- Opening Delimiter -

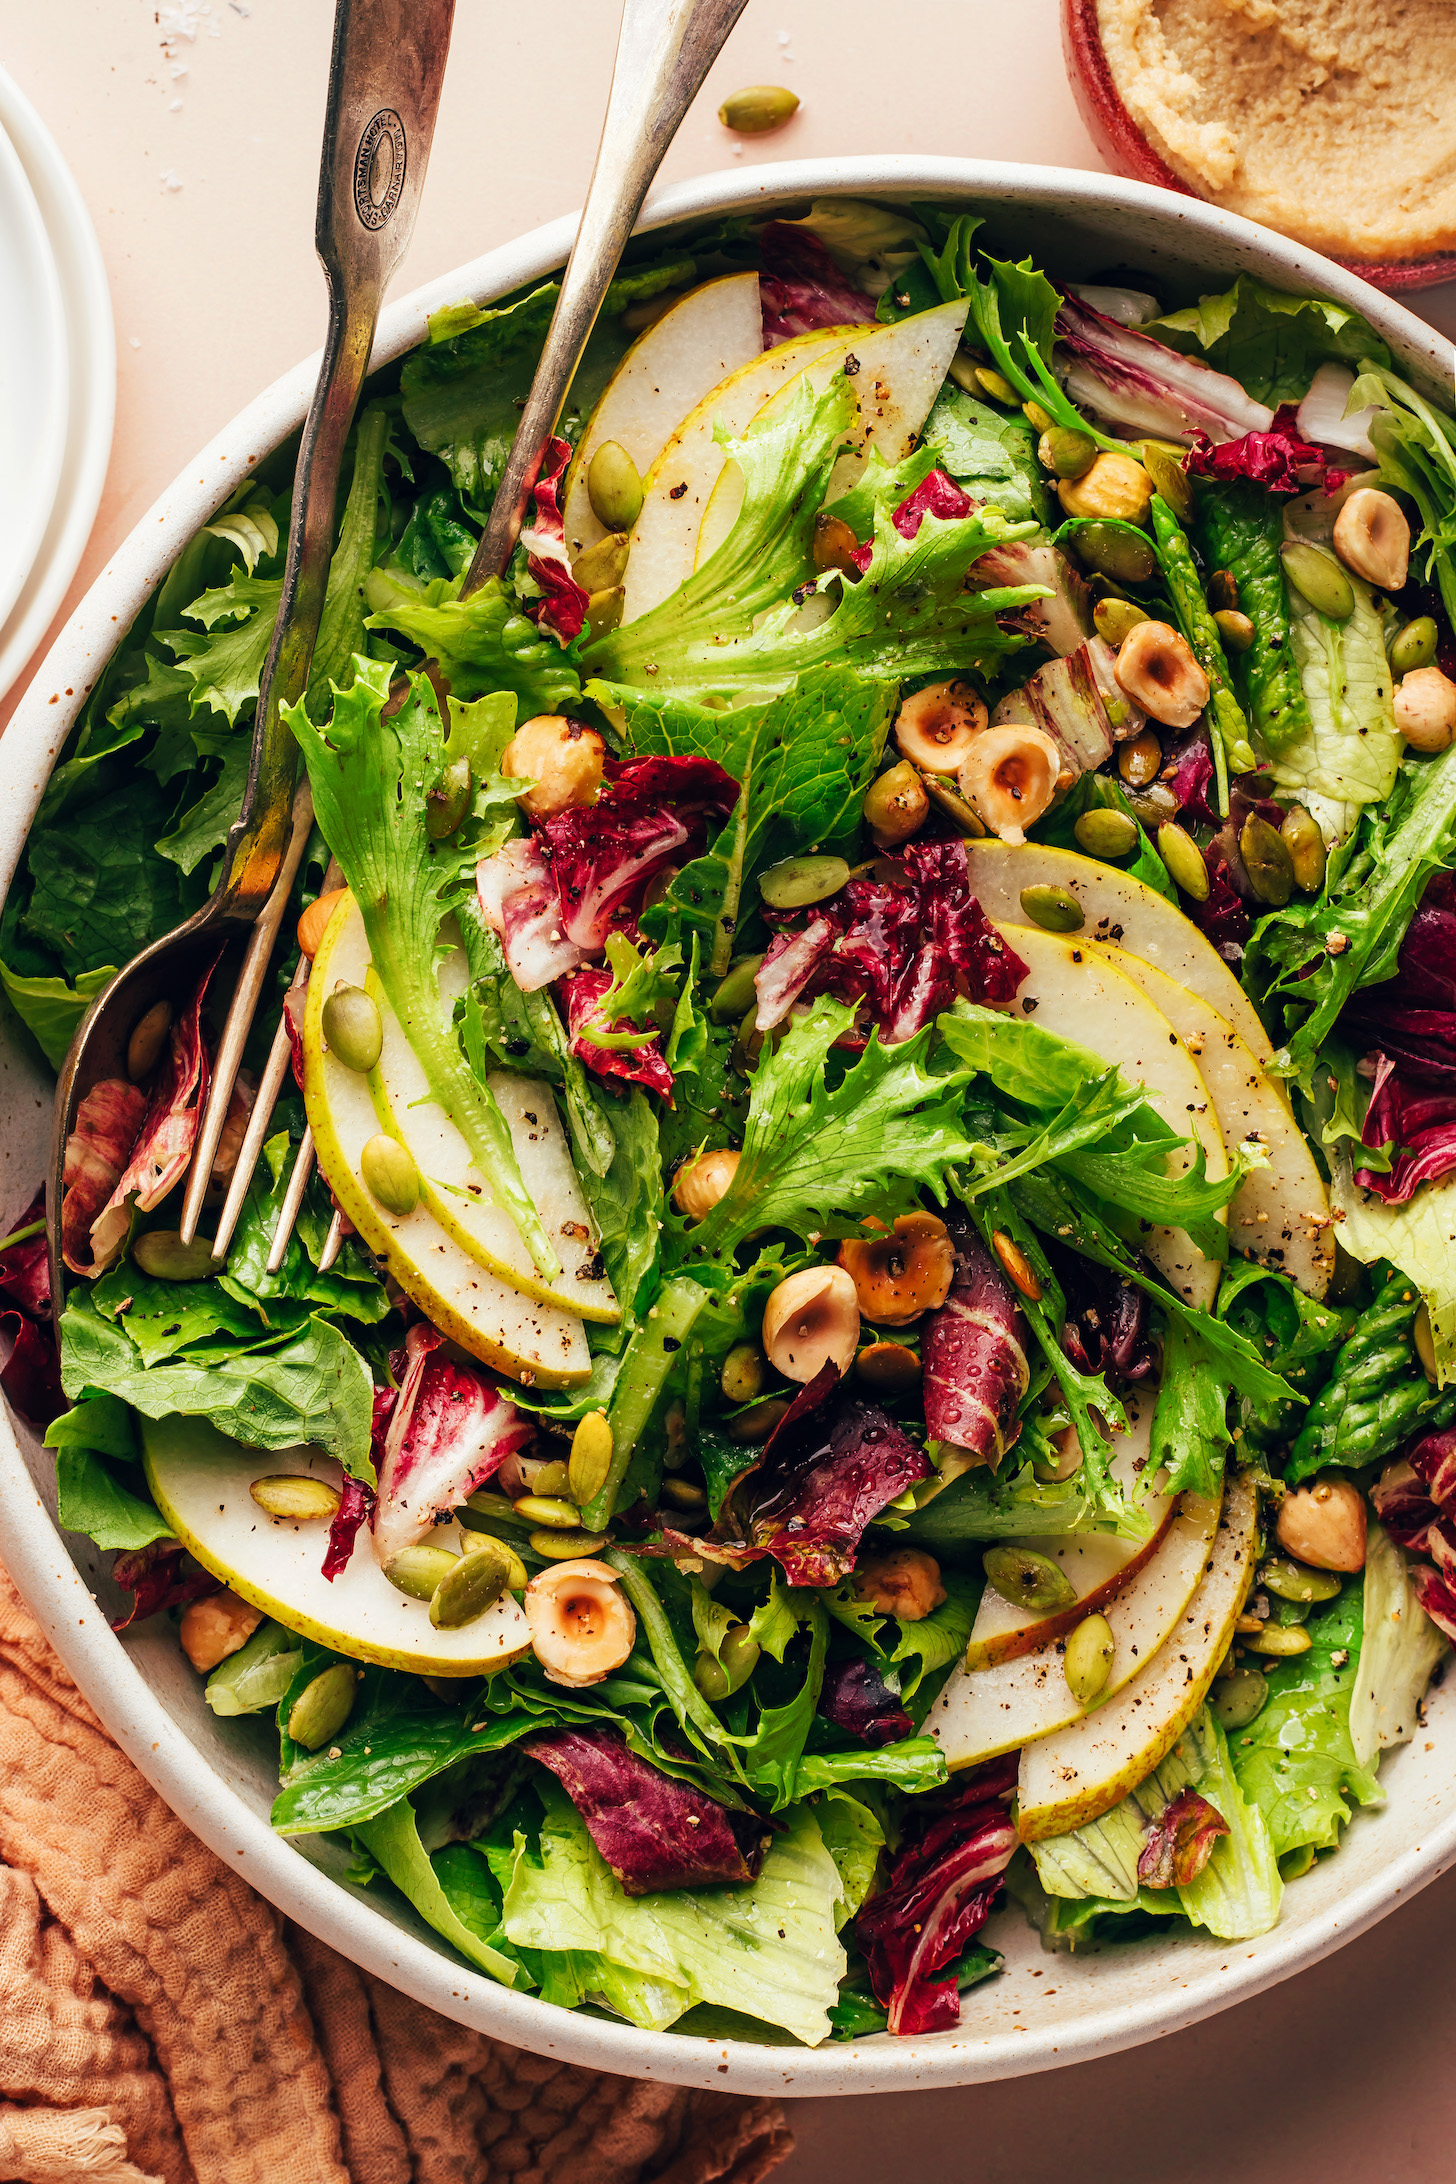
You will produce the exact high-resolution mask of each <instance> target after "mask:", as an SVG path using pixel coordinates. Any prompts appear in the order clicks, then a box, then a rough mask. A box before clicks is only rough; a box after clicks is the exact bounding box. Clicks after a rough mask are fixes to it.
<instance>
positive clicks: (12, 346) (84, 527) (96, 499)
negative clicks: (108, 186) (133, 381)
mask: <svg viewBox="0 0 1456 2184" xmlns="http://www.w3.org/2000/svg"><path fill="white" fill-rule="evenodd" d="M0 330H2V339H0V697H4V692H7V690H9V688H11V684H13V681H15V677H17V675H20V670H22V668H24V664H26V660H28V657H31V653H33V651H35V646H37V644H39V640H41V638H44V636H46V629H48V625H50V618H52V616H55V612H57V607H59V605H61V601H63V598H65V587H68V585H70V579H72V577H74V574H76V566H79V561H81V555H83V550H85V542H87V537H89V531H92V524H94V520H96V507H98V502H100V487H103V483H105V476H107V461H109V454H111V424H114V415H116V334H114V330H111V299H109V293H107V273H105V266H103V260H100V247H98V242H96V232H94V229H92V221H89V214H87V210H85V203H83V199H81V192H79V188H76V183H74V179H72V175H70V168H68V166H65V162H63V159H61V153H59V151H57V146H55V142H52V140H50V135H48V131H46V129H44V124H41V120H39V116H37V114H35V109H33V107H31V103H28V100H26V98H24V96H22V94H20V90H17V87H15V85H13V83H11V79H9V76H7V74H4V72H2V70H0Z"/></svg>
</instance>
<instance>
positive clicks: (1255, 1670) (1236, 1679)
mask: <svg viewBox="0 0 1456 2184" xmlns="http://www.w3.org/2000/svg"><path fill="white" fill-rule="evenodd" d="M1266 1699H1268V1684H1266V1679H1264V1677H1262V1675H1260V1671H1257V1669H1236V1671H1233V1675H1225V1677H1222V1679H1220V1682H1218V1684H1214V1690H1212V1695H1209V1706H1212V1708H1214V1714H1216V1719H1218V1721H1220V1723H1222V1728H1225V1730H1246V1728H1249V1723H1251V1721H1253V1717H1255V1714H1257V1712H1260V1710H1262V1708H1264V1701H1266Z"/></svg>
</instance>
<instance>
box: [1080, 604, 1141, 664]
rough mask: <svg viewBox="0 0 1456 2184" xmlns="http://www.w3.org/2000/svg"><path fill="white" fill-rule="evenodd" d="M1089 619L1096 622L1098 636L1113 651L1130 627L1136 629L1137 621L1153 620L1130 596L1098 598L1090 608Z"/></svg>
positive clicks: (1130, 629)
mask: <svg viewBox="0 0 1456 2184" xmlns="http://www.w3.org/2000/svg"><path fill="white" fill-rule="evenodd" d="M1091 620H1094V622H1096V629H1098V636H1100V638H1102V640H1105V642H1107V644H1111V649H1113V651H1115V649H1118V646H1120V644H1122V640H1124V638H1126V633H1129V631H1131V629H1137V625H1139V622H1148V620H1153V616H1148V614H1144V612H1142V607H1139V605H1137V603H1135V601H1131V598H1098V603H1096V607H1094V609H1091Z"/></svg>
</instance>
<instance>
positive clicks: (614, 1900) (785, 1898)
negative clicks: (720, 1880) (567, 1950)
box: [502, 1789, 845, 2046]
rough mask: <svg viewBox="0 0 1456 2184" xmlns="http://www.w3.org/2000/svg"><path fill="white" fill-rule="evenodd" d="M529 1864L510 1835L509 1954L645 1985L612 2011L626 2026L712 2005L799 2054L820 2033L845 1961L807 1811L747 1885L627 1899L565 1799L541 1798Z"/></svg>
mask: <svg viewBox="0 0 1456 2184" xmlns="http://www.w3.org/2000/svg"><path fill="white" fill-rule="evenodd" d="M541 1795H544V1804H546V1819H544V1824H541V1837H539V1854H533V1852H530V1850H528V1848H526V1841H524V1839H522V1837H517V1848H515V1863H513V1872H511V1885H509V1889H506V1898H504V1920H502V1924H504V1933H506V1939H509V1942H511V1944H513V1946H515V1948H535V1950H541V1952H557V1950H581V1952H583V1955H587V1957H600V1959H605V1961H607V1963H616V1966H620V1968H622V1970H626V1972H633V1974H637V1979H642V1981H646V1983H648V1990H646V1992H637V1990H635V1983H633V1985H626V1983H622V1985H618V1987H616V1992H613V1994H611V2003H613V2007H616V2009H618V2011H622V2014H624V2016H629V2018H631V2022H635V2025H646V2027H659V2025H670V2022H672V2020H675V2018H679V2016H681V2014H683V2011H685V2009H690V2007H692V2005H694V2003H718V2005H723V2007H727V2009H740V2011H744V2014H749V2016H755V2018H762V2020H764V2022H766V2025H781V2027H784V2031H790V2033H795V2038H797V2040H803V2042H805V2044H810V2046H816V2044H819V2042H821V2040H825V2038H827V2033H830V2009H832V2007H834V2003H836V1998H838V1983H840V1977H843V1972H845V1952H843V1948H840V1944H838V1935H836V1907H838V1904H840V1902H843V1894H845V1887H843V1880H840V1876H838V1867H836V1863H834V1859H832V1856H830V1852H827V1850H825V1843H823V1837H821V1832H819V1821H816V1817H814V1813H810V1811H808V1808H805V1806H795V1808H792V1811H790V1813H788V1815H786V1826H784V1830H781V1832H777V1835H775V1839H773V1843H771V1848H768V1854H766V1856H764V1867H762V1872H760V1876H757V1880H753V1883H751V1885H747V1887H729V1889H725V1887H716V1889H701V1891H692V1889H677V1891H672V1894H666V1896H629V1894H626V1891H624V1889H622V1885H620V1883H618V1880H616V1876H613V1874H611V1870H609V1867H607V1863H605V1861H602V1856H600V1852H598V1850H596V1845H594V1843H592V1837H589V1835H587V1826H585V1821H583V1819H581V1815H578V1813H576V1808H574V1804H572V1802H570V1797H565V1795H563V1793H561V1791H554V1789H544V1793H541Z"/></svg>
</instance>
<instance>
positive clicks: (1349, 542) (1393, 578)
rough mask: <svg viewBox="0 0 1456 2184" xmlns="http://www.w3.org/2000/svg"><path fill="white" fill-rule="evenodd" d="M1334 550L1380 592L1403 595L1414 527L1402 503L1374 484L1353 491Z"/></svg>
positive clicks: (1334, 535) (1334, 522) (1337, 537)
mask: <svg viewBox="0 0 1456 2184" xmlns="http://www.w3.org/2000/svg"><path fill="white" fill-rule="evenodd" d="M1334 550H1336V553H1338V557H1340V561H1342V563H1345V568H1353V572H1356V577H1364V581H1367V583H1373V585H1375V587H1377V590H1380V592H1399V590H1401V587H1404V583H1406V577H1408V574H1410V524H1408V522H1406V511H1404V509H1401V505H1399V500H1393V498H1391V494H1380V491H1375V487H1373V485H1362V487H1360V489H1358V491H1353V494H1351V496H1349V500H1347V502H1345V507H1342V509H1340V513H1338V515H1336V520H1334Z"/></svg>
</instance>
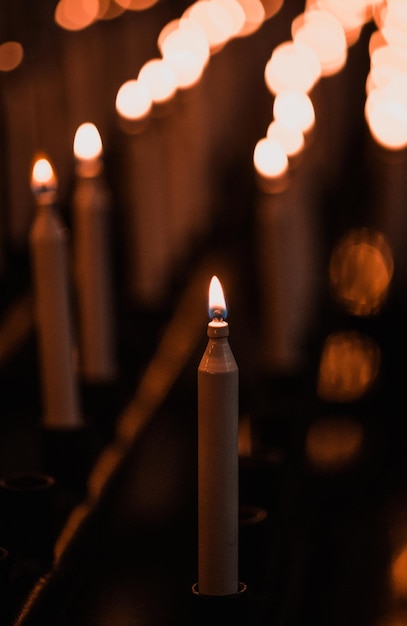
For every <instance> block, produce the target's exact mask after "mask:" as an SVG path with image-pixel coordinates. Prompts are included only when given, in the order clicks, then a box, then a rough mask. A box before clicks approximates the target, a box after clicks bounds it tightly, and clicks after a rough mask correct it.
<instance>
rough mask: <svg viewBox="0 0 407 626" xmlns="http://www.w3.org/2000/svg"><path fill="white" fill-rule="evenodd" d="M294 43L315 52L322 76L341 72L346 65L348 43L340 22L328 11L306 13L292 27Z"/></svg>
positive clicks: (305, 12)
mask: <svg viewBox="0 0 407 626" xmlns="http://www.w3.org/2000/svg"><path fill="white" fill-rule="evenodd" d="M291 34H292V38H293V40H294V41H296V42H298V43H302V44H304V45H307V46H309V47H310V48H312V49H313V50H314V52H315V53H316V55H317V56H318V58H319V61H320V63H321V71H322V76H331V75H332V74H336V73H337V72H339V71H340V70H341V69H342V68H343V66H344V65H345V63H346V59H347V41H346V36H345V31H344V29H343V26H342V24H341V23H340V21H339V20H338V19H337V18H336V17H335V16H334V15H332V14H331V13H329V12H328V11H314V10H311V11H306V12H305V13H302V14H300V15H299V16H298V17H296V18H295V19H294V20H293V22H292V25H291Z"/></svg>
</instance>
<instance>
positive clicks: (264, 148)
mask: <svg viewBox="0 0 407 626" xmlns="http://www.w3.org/2000/svg"><path fill="white" fill-rule="evenodd" d="M253 163H254V167H255V169H256V171H257V172H258V173H259V174H260V175H261V176H264V177H265V178H279V177H280V176H282V175H283V174H284V173H285V172H286V171H287V169H288V158H287V155H286V153H285V151H284V148H283V147H282V145H281V144H280V143H277V142H276V141H273V140H271V139H268V138H267V137H263V138H262V139H260V140H259V141H258V142H257V144H256V146H255V148H254V152H253Z"/></svg>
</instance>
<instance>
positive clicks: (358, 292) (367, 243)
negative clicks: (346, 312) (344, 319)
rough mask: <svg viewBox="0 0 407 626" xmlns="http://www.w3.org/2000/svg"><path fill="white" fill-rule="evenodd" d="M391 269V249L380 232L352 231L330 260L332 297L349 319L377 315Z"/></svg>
mask: <svg viewBox="0 0 407 626" xmlns="http://www.w3.org/2000/svg"><path fill="white" fill-rule="evenodd" d="M393 267H394V265H393V257H392V254H391V249H390V247H389V245H388V244H387V242H386V240H385V239H384V237H383V235H382V234H381V233H380V232H375V231H371V230H369V229H367V228H362V229H358V230H352V231H351V232H350V233H348V234H347V235H346V236H345V237H344V238H343V239H342V240H341V241H340V242H339V244H338V245H337V246H336V247H335V249H334V251H333V253H332V256H331V260H330V264H329V277H330V283H331V288H332V291H333V294H334V297H335V298H336V299H337V300H338V301H339V302H341V303H342V305H343V306H344V307H345V308H346V309H347V310H348V311H349V312H350V313H352V314H353V315H372V314H374V313H377V311H378V310H379V309H380V308H381V306H382V305H383V303H384V301H385V299H386V296H387V292H388V288H389V284H390V281H391V279H392V276H393Z"/></svg>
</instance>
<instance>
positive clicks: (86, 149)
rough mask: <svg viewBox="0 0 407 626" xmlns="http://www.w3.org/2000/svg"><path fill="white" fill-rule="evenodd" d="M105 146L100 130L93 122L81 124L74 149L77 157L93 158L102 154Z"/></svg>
mask: <svg viewBox="0 0 407 626" xmlns="http://www.w3.org/2000/svg"><path fill="white" fill-rule="evenodd" d="M102 150H103V146H102V139H101V137H100V134H99V131H98V129H97V128H96V126H95V125H94V124H92V123H91V122H85V123H83V124H81V125H80V126H79V127H78V128H77V130H76V133H75V137H74V142H73V151H74V155H75V156H76V158H77V159H81V160H82V159H83V160H86V161H87V160H93V159H97V158H98V157H99V156H100V155H101V154H102Z"/></svg>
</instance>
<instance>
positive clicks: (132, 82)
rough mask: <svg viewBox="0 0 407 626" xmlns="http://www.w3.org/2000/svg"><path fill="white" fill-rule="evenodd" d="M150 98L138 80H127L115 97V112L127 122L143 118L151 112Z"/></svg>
mask: <svg viewBox="0 0 407 626" xmlns="http://www.w3.org/2000/svg"><path fill="white" fill-rule="evenodd" d="M151 107H152V98H151V94H150V91H149V90H148V89H147V87H146V86H145V85H144V84H142V83H140V82H139V81H138V80H128V81H127V82H125V83H123V85H122V86H121V87H120V88H119V90H118V92H117V95H116V111H117V113H118V114H119V115H120V116H121V117H123V118H125V119H128V120H139V119H142V118H144V117H145V116H146V115H147V114H148V113H149V112H150V110H151Z"/></svg>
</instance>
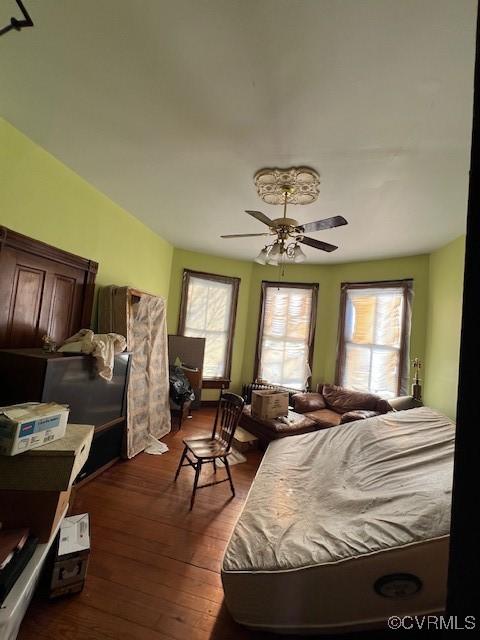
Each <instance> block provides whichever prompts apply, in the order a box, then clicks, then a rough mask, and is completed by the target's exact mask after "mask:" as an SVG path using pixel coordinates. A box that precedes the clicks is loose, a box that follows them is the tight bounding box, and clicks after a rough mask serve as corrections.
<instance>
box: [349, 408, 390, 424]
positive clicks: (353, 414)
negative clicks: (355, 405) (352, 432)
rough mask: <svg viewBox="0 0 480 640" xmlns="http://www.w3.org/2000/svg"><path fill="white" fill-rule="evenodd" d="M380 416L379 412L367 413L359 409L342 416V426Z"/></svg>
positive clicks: (365, 410)
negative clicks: (365, 419)
mask: <svg viewBox="0 0 480 640" xmlns="http://www.w3.org/2000/svg"><path fill="white" fill-rule="evenodd" d="M378 415H380V412H379V411H366V410H365V409H357V410H356V411H347V413H344V414H343V415H342V418H341V420H340V424H345V423H346V422H355V420H365V419H366V418H373V416H378Z"/></svg>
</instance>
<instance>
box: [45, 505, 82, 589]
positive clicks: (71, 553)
mask: <svg viewBox="0 0 480 640" xmlns="http://www.w3.org/2000/svg"><path fill="white" fill-rule="evenodd" d="M89 554H90V527H89V518H88V513H82V514H80V515H77V516H69V517H67V518H65V519H64V520H63V522H62V524H61V527H60V534H59V540H58V545H57V547H56V555H55V557H54V561H53V567H52V574H51V579H50V585H49V597H50V598H57V597H59V596H63V595H66V594H69V593H79V592H80V591H81V590H82V589H83V585H84V584H85V576H86V573H87V567H88V558H89Z"/></svg>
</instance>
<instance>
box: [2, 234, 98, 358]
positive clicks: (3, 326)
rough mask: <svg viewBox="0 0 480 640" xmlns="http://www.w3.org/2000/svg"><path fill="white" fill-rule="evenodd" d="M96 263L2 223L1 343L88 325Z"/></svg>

- Closing Delimiter -

**What you should do:** Find each line in the records above that contains "then", and copy it.

**Response box:**
You will produce the exact high-resolution mask of each <instance> target after "mask:", as an SVG path using pixel coordinates. Any prompts appear in the order clicks, then a box, then a rough mask. A box before clicks is only rough; a box after clicks is the exact bounding box. Clicks after a rough mask are fixes to it.
For every <instance> block, produce the target's exact mask after "mask:" as an SVG path with image-pixel coordinates. Prompts are included only when given, in the order clicks, then a box, then a rough mask. A box before clicks approximates the target, a box after clicks bounds it tightly, and clicks after a rough mask correct it.
Each <instance> block provides whichever prompts apply, in the order a box, then clicks, then a rough mask, and is completed by the target's exact mask after "mask:" as an SVG path using pixel coordinates. A box that precedes the clicks is loose, a box that follows them is the tight bounding box, and clicks after a rough mask serve as corrections.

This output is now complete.